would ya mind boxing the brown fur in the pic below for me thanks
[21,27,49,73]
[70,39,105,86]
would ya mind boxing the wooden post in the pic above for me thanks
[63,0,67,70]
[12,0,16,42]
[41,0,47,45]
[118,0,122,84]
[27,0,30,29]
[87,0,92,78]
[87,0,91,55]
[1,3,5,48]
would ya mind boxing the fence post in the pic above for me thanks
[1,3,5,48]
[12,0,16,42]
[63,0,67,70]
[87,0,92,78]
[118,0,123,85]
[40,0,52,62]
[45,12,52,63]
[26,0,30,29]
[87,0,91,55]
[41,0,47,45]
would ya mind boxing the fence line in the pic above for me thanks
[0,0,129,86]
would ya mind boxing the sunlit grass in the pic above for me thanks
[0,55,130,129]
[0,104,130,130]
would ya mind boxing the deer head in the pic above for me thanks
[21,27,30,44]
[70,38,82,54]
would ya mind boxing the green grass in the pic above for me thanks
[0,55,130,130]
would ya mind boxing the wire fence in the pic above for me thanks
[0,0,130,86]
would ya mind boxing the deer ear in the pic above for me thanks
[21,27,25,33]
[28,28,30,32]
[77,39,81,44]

□ □ □ □ □

▸ To do:
Reproduce all of the entries word for word. Omit nothing.

▸ Result of the task:
would ya mind boxing the brown fur in the pic below for me thanks
[21,27,49,73]
[70,39,105,86]
would ya mind boxing the wooden post in the pic above for me thanks
[63,0,67,70]
[12,0,16,42]
[41,0,47,45]
[118,0,122,84]
[27,0,30,29]
[87,0,92,78]
[87,0,91,55]
[1,3,5,48]
would ya mind boxing the fence post in the pic above for me thanks
[1,3,5,48]
[12,0,16,42]
[63,0,67,70]
[87,0,92,78]
[118,0,123,85]
[40,0,52,62]
[45,12,52,63]
[26,0,30,29]
[87,0,91,55]
[41,0,47,45]
would ya mind boxing the fence line in the pic above for me thanks
[0,0,129,86]
would ya mind boxing the sunlit grass in the pic above for me thanks
[0,55,130,129]
[0,104,130,130]
would ya mind boxing the deer head in the pic above for me thanks
[21,27,30,44]
[70,38,82,54]
would ya mind boxing the green grass in the pic above for me thanks
[0,55,130,130]
would ya mind boxing the wire fence in the pic above for me thanks
[0,0,130,86]
would ya mind boxing the deer ear in the pic above for me thanks
[21,27,25,33]
[28,28,30,32]
[77,39,81,44]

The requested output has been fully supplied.